----- Sağlanan alıntı

Gülmek nasıl yazılır bilemem emme benim yazı dilimde gülmek ‘’hahhayyyt’’
Eski ahitte Hz. Âdemin dünyada Havva annemizindi Cennete yaratıldığı yazar.
Yüce kitabimiz Kur’an-da!
“Ey insanlar! Biz sizi bir erkek, bir dişiden yarattık ve birbirinizle tanışmanız için sizi halklar ve kabileler kıldık. Şüphesiz Allah katında en üstün olanınız (sorumluluk bilinci ile hareket edip) duyarlı olmada en ileride olanınızdır.” (Hucurat Suresi 13)der ve bir başka ayette
Allah herkese yaptıkları iyiliklerin karşılığını en güzel şekilde verecektir: “Erkek olsun, kadın olsun, her kim inanmış olarak iyi fiiller gerçekleştirirse onu mutlaka güzel bir hayatla yaşatırız ve onların karşılığını, yaptıklarının en güzeliyle mutlaka veririz.” (Nahl Suresi 97).
Kadın ve erkek, her devirde, her coğrafyada, her kültürde birbirlerini tamamlayarak yaşamış ve varlıklarını sürdürmüşlerdir. Biyolojik ve fiziksel nedenlerden ötürü cinsiyete dayalı iş bölümü yapılmış, bazen kadın oldukça ön plana çıkmıştır. Anaerkil kültürlerde doğurganlığı sebebiyle kadın kutsal kabul edilmiştir. Ancak bazen de geri planda yaşamını sürdürmek zorunda kalmışlardır. Çok eski devirlerden beri, devlet kurma geleneğine sahip olan Türk topluluklarında kadına ait bir yer, bir konum oluşmuştur.
Kadın bazen Leyla bazense Züleyha olmuştur: ‘’Ya seven yada sevilen’’ olsa da erkeklerin bazen nefes bazense nefis terbiyecisi olmuştur. Bizim kültür ve inancımızda Kadın erkeğin evdeşidir ev arkadaşı yoldaşıdır.
Son birkaç yıldır ülkemizde siyasetçilerin iktidar sevdaları, İstanbul Sözleşmesi ile çekirdek aile kavramını yok ederek baş tacı kadınlarımız varlık sahasının dışına itilmiştir.
Türkiye’nin önde gelen kadın sivil toplum kuruluşu birkaç hafta önce TV ve sosyal medyada sözde kadına şiddete karşı ayılar üzerinden kamu spotu adı altında yayımladığı reklamda Türk erkeğinden çok insanını rencide etmiştir.

----------
----- Veri kayıtları

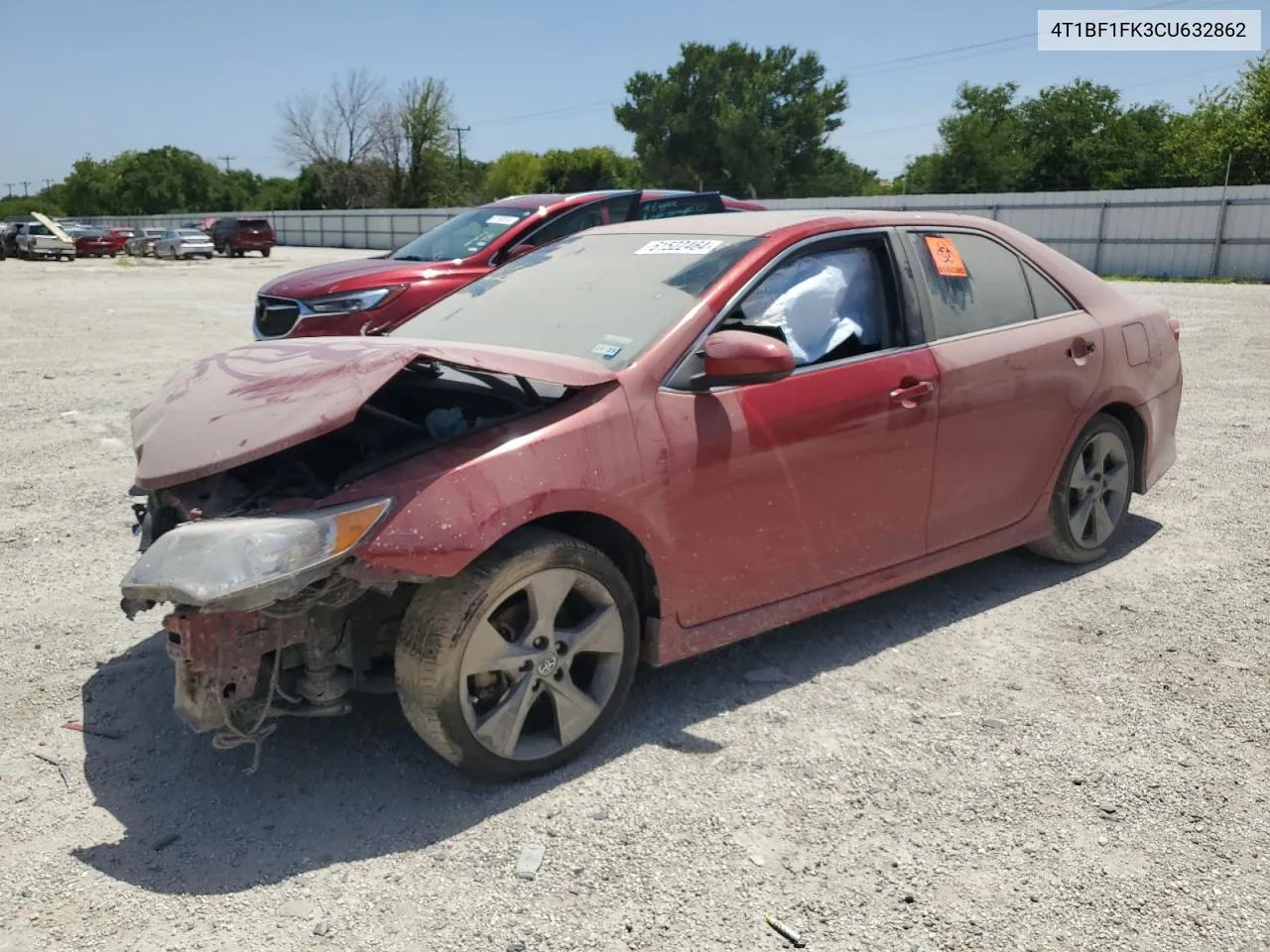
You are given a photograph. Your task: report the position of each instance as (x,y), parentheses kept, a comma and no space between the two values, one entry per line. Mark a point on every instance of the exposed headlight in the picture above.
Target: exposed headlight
(352,301)
(248,562)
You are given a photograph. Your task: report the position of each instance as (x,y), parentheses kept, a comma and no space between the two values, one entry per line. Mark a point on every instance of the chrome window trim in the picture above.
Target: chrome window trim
(757,280)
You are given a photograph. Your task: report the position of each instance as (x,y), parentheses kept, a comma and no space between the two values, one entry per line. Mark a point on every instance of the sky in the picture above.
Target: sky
(536,75)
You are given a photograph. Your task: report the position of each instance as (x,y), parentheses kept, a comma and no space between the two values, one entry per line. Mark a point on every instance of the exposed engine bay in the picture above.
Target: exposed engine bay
(238,670)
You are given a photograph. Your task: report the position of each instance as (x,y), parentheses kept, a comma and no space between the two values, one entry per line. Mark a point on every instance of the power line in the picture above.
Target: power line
(458,131)
(879,66)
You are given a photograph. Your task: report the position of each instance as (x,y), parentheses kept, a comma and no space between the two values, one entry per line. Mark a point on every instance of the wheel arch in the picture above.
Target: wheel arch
(624,548)
(1137,426)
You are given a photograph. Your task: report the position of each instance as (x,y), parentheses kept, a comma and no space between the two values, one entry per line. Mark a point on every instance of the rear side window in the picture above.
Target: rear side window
(974,284)
(1047,298)
(680,206)
(589,216)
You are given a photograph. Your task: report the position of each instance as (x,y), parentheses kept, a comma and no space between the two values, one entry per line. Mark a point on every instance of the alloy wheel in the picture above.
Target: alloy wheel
(543,664)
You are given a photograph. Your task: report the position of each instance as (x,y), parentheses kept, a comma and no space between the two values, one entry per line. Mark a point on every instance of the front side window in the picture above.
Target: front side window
(974,282)
(588,216)
(826,304)
(463,235)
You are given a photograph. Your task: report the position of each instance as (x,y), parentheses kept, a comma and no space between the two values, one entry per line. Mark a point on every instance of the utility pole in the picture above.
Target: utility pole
(458,131)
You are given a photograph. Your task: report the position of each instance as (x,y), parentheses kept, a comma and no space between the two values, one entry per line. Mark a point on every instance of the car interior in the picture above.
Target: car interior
(867,299)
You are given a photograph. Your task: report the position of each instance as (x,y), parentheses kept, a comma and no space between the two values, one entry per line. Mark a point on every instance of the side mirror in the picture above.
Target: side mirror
(744,357)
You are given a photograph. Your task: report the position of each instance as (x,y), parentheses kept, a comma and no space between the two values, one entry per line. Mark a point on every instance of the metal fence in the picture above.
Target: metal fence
(1182,232)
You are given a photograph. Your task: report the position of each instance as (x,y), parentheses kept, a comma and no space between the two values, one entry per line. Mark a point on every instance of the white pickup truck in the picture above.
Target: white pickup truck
(45,238)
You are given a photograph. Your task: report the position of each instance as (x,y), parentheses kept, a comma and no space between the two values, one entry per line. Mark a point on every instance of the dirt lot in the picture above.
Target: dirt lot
(1012,757)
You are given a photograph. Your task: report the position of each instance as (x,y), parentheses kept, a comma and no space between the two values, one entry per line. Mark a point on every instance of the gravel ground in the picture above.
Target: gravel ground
(1015,756)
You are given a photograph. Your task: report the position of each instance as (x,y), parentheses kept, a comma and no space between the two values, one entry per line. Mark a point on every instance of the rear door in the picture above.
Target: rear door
(604,211)
(1017,365)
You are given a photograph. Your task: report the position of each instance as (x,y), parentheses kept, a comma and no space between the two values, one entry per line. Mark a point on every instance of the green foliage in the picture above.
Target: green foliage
(512,175)
(588,169)
(1228,123)
(733,118)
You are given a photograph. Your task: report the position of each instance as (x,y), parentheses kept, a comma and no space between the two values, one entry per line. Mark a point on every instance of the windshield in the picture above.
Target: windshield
(463,235)
(602,298)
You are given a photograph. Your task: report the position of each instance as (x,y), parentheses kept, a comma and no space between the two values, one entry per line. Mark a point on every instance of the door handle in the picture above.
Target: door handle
(1080,348)
(911,394)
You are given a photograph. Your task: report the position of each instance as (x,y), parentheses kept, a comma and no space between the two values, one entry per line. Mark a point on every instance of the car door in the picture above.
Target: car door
(783,488)
(679,206)
(1017,365)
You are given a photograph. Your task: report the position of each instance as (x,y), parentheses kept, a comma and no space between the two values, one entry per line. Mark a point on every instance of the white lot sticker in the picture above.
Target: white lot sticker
(680,246)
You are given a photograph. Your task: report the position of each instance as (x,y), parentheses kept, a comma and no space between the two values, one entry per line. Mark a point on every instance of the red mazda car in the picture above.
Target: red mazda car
(644,440)
(375,295)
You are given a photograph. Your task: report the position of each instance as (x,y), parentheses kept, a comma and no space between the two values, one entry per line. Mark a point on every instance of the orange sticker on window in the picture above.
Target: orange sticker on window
(948,262)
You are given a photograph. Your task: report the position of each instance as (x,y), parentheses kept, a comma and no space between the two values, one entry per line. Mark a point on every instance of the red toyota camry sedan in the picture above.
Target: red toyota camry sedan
(375,295)
(643,440)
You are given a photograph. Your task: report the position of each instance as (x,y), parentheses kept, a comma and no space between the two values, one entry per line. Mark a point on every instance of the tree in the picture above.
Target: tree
(335,134)
(90,188)
(413,139)
(1227,123)
(979,144)
(733,118)
(587,171)
(516,173)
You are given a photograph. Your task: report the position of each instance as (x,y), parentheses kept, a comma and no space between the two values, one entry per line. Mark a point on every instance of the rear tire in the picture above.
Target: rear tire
(539,703)
(1091,500)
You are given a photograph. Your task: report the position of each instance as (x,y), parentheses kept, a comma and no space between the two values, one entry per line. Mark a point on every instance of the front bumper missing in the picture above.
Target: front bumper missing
(218,661)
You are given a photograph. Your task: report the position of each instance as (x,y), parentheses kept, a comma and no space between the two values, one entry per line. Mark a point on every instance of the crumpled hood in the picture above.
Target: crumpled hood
(240,405)
(361,275)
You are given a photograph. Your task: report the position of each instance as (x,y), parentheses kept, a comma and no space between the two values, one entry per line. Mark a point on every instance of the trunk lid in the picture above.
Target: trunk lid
(240,405)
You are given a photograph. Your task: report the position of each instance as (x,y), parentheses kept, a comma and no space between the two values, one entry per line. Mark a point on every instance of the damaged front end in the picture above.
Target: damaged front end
(272,613)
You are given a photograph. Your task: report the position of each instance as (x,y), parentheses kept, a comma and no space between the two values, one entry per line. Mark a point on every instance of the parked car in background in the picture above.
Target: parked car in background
(44,238)
(373,296)
(143,241)
(648,440)
(183,243)
(119,236)
(93,243)
(236,236)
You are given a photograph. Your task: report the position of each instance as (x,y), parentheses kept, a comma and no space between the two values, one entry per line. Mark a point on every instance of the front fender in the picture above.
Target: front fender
(456,502)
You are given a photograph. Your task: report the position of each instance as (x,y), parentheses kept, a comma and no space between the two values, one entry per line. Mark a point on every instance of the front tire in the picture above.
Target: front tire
(1091,500)
(516,665)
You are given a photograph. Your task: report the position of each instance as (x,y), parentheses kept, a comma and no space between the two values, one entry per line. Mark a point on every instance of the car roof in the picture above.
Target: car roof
(760,223)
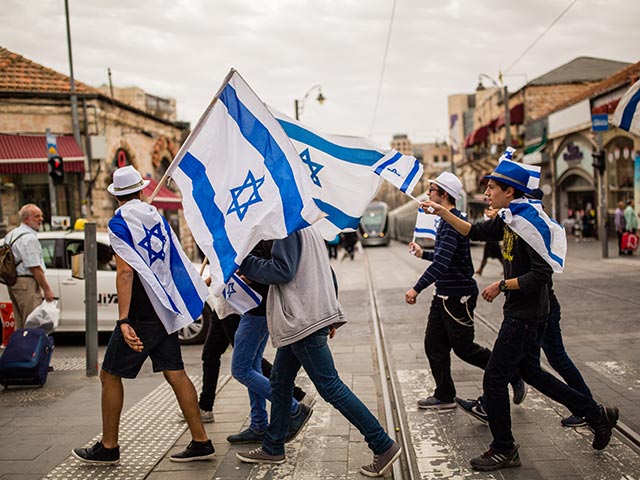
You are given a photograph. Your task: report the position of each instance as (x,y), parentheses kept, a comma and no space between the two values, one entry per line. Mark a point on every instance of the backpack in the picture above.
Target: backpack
(8,274)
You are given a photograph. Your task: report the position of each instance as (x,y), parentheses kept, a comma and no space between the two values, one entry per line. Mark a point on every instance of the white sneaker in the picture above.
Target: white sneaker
(206,416)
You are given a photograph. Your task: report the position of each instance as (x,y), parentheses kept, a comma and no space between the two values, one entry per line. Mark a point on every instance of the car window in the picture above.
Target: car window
(48,251)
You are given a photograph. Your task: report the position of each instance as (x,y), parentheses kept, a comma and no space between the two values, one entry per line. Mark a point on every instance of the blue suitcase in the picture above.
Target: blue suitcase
(26,359)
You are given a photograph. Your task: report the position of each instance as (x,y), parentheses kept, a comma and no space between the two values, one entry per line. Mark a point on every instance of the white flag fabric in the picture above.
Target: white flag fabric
(240,295)
(340,170)
(547,237)
(627,114)
(241,180)
(403,171)
(143,238)
(426,225)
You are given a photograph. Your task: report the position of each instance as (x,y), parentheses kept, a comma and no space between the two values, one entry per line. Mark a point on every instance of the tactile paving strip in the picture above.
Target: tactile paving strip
(147,431)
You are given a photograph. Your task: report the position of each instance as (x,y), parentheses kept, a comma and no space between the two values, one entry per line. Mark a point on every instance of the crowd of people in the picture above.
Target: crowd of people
(300,312)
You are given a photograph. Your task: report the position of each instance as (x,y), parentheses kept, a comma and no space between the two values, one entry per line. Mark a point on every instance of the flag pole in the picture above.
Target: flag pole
(185,146)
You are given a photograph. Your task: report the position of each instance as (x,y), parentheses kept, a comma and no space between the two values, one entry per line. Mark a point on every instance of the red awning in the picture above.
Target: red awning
(165,198)
(516,116)
(28,154)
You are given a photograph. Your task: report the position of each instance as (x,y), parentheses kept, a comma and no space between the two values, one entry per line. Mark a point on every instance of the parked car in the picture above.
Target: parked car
(57,250)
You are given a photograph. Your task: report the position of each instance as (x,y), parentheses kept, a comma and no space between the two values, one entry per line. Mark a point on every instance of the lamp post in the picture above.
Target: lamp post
(505,100)
(298,105)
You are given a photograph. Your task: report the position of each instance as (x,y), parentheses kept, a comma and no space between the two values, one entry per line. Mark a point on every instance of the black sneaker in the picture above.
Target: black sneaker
(298,421)
(473,408)
(491,460)
(602,424)
(97,454)
(195,451)
(246,436)
(573,421)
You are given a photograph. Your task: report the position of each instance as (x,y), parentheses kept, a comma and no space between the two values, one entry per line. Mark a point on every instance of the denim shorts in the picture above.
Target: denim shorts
(164,350)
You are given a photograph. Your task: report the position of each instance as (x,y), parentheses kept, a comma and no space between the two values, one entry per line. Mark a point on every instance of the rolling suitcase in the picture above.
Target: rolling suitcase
(26,359)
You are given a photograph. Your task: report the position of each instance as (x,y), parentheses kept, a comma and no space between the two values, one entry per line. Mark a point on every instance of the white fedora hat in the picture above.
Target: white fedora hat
(126,180)
(450,184)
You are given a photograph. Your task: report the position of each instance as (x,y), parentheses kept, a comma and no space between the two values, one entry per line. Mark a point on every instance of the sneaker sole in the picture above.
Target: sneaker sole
(193,459)
(366,473)
(256,460)
(94,462)
(306,420)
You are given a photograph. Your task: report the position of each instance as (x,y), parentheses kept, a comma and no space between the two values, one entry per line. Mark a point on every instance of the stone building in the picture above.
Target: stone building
(130,127)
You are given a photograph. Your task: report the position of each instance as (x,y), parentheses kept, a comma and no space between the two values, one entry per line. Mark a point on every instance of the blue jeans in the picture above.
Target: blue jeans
(313,354)
(518,347)
(553,348)
(246,367)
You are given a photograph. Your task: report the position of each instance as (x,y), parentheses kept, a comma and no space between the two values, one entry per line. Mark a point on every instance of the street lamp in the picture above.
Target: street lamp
(299,104)
(505,100)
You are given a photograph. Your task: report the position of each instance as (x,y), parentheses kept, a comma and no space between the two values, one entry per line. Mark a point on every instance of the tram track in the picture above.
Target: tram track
(629,435)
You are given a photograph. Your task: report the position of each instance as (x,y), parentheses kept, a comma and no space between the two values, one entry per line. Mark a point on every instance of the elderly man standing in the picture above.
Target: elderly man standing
(32,284)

----------

### Yapılacak görevler
(A) Kadının toplumdaki yerine dair metinde "Kadın ve erkek, her" ifadesinden "ev arkadaşı yoldaşıdır." ifadesine kadar uzanan bölümün tamamını, "Züleyha" yerine "Şirin" koyarak güncellenmiş hâliyle yeniden yaz.
(B) Kadının toplumdaki yerine dair metne göre anaerkil kültürlerde kadının neden kutsal kabul edildiğini lütfen belirt.

### Görev yanıtları
(A)
Kadın ve erkek, her devirde, her coğrafyada, her kültürde birbirlerini tamamlayarak yaşamış ve varlıklarını sürdürmüşlerdir. Biyolojik ve fiziksel nedenlerden ötürü cinsiyete dayalı iş bölümü yapılmış, bazen kadın oldukça ön plana çıkmıştır. Anaerkil kültürlerde doğurganlığı sebebiyle kadın kutsal kabul edilmiştir. Ancak bazen de geri planda yaşamını sürdürmek zorunda kalmışlardır. Çok eski devirlerden beri, devlet kurma geleneğine sahip olan Türk topluluklarında kadına ait bir yer, bir konum oluşmuştur.
Kadın bazen Leyla bazense Şirin olmuştur: ‘’Ya seven yada sevilen’’ olsa da erkeklerin bazen nefes bazense nefis terbiyecisi olmuştur. Bizim kültür ve inancımızda Kadın erkeğin evdeşidir ev arkadaşı yoldaşıdır.

(B) Doğurganlığı sebebiyle.